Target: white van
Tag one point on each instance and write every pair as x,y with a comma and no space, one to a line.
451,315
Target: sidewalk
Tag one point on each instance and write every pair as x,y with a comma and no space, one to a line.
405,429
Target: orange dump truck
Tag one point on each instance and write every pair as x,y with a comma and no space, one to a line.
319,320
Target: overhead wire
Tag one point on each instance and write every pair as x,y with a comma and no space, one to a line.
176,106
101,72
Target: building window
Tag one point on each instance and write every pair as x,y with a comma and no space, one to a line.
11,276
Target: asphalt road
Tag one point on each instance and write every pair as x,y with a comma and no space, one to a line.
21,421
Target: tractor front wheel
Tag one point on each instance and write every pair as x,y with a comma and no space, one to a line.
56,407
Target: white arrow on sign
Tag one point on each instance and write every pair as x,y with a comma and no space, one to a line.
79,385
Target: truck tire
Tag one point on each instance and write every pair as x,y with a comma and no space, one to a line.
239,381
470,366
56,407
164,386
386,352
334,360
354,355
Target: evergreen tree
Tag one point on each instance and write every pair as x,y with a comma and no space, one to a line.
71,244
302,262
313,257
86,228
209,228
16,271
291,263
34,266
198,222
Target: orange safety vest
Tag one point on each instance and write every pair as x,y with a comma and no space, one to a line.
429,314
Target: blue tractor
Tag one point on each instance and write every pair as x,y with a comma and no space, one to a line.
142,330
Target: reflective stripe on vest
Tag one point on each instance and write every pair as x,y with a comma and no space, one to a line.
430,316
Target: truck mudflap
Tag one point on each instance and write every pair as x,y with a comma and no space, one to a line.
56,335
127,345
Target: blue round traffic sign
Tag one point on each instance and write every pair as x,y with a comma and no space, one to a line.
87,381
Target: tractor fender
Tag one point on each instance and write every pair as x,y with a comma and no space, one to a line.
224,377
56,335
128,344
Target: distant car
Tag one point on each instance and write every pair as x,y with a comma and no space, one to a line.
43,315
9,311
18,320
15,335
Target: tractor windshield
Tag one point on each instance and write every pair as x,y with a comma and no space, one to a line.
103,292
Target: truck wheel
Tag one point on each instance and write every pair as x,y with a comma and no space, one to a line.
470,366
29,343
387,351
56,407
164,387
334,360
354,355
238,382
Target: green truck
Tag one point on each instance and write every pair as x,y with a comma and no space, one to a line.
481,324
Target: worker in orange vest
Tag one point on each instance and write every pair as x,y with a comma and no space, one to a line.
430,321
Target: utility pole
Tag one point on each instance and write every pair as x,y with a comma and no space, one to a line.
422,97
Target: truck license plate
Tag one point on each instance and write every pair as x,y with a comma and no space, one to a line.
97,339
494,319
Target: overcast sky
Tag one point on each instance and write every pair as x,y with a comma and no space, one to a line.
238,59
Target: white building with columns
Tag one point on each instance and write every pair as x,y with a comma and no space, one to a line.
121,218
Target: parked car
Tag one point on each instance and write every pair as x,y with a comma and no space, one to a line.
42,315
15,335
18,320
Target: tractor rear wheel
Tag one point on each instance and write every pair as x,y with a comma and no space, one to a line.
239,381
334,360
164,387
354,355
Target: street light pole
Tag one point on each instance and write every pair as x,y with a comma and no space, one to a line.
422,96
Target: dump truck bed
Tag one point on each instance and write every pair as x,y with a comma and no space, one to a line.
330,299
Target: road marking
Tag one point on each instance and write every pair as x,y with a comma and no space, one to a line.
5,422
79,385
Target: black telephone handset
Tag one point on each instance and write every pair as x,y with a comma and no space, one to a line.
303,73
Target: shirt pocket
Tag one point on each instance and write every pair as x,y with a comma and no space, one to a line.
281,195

**WORK TO COMPLETE:** Could you output each line above exactly as it was given?

**OUTPUT:**
Target: white van
Tag one point on each instance and write every pair as x,y with a comma and no space, one to a line.
451,315
Target: sidewalk
Tag one point on each instance and write every pair as x,y with a comma and no space, one to a line.
405,429
Target: orange dump truck
Tag one point on each instance and write every pair as x,y with a comma and no space, one to a line.
319,320
Target: overhead wire
Tag one point on each instance and write every pair as x,y with a comma and no space, one to a line.
176,106
101,72
Target: building window
Tag one point on each instance and write every pair as x,y with a comma and no space, one to a line.
11,276
Target: asphalt road
Tag one point on each instance and write every pair as x,y with a comma and no space, one to a line.
21,421
Target: tractor front wheel
Tag one point on each instance and write every pair as x,y with a comma and no space, one to a line.
56,407
Target: white arrow on sign
Tag one point on each instance and write every pair as x,y with a comma and no space, one to a line.
79,385
Target: truck tire
Tag one point on each instance and write every pair as x,y with a comma and no space, one to a line.
239,381
470,366
56,407
164,386
386,352
334,360
354,355
Target: evergreen tree
Tag one point on each instance and write every pair as x,y with a comma and no space, one to a line.
71,244
302,262
313,257
86,228
209,228
16,271
291,263
34,266
198,222
Target: orange safety vest
Tag one point on each instance and write every pair as x,y with a comma and no space, one to a line.
429,314
Target: blue tractor
Tag one point on each instance and write every pair as x,y with a comma and no space, one to a line.
142,330
Target: reflective stripe on vest
Tag one point on each instance and write every pair as x,y with a comma and no space, one to a line.
430,316
Target: truck mudflap
Tag one point on each instance and write every pair as x,y with a comma and no space, one to a line.
56,335
127,345
Target: blue round traffic sign
Tag one point on each instance and write every pair as x,y with a comma and no space, one to a line.
87,381
Target: tractor fender
Tag one point on each instance and write every pair as x,y with a comma and no space, one to a line.
224,377
56,335
128,344
Target: distant car
Tag one point on each instance and write every pair as x,y with a comma and no space, one to a line.
43,315
9,311
18,320
15,335
Target: tractor windshield
Tag one point on each instance and write every pair as x,y with a comma and no space, one to a line.
103,292
Target: truck wheel
Tag one point on each instance and write every pair as x,y with a comma and no space, one to a line.
470,366
29,343
387,351
56,407
164,387
334,360
354,355
238,382
Target: green truck
Tag one point on each instance and write every pair as x,y with a comma and no space, one to a line.
481,324
Target: worker in orange vest
Tag one point on each instance and write every pair as x,y with a comma and no space, one to a line.
430,321
Target: utility pole
Tag one point on each instance and write every pair as x,y with a comma and no space, one to a line.
422,97
Target: truck license plate
Tag one point on each instance and write every pair as x,y with a comma and no space, one to a line.
97,339
494,319
Target: overcast sky
Tag one point on each instance and write every pair as x,y with a comma and no space, one to a line.
238,59
Target: white building with columns
Tag one point on each instance and write every pair as x,y with a comma and no space, one to a line.
121,218
Target: parked car
Tag one point on each instance and write every pair as x,y with a comma and no space, one to a line.
42,315
15,335
18,320
Target: tractor rear wheel
Tag one point on each instance and write every pair as x,y with a comma and no space, one to a line.
239,381
334,360
164,387
354,355
Target: street light pole
Tag one point on each instance and write every pair as x,y with a comma and no space, one to a line.
422,96
Target: dump truck bed
Tag one point on each instance and write every pair as x,y with a comma and no space, one to a line.
330,299
Target: road marking
Tag one point on each instance and write every pair as x,y with a comma and no space, one to a line.
5,422
79,385
Target: black telephone handset
Tag one point on each instance and write every pair as x,y with a comma and no space, one to a line.
303,73
Target: shirt pocket
Tag one point on each instance and write every pair as x,y with a comma and no space, one to a line.
281,195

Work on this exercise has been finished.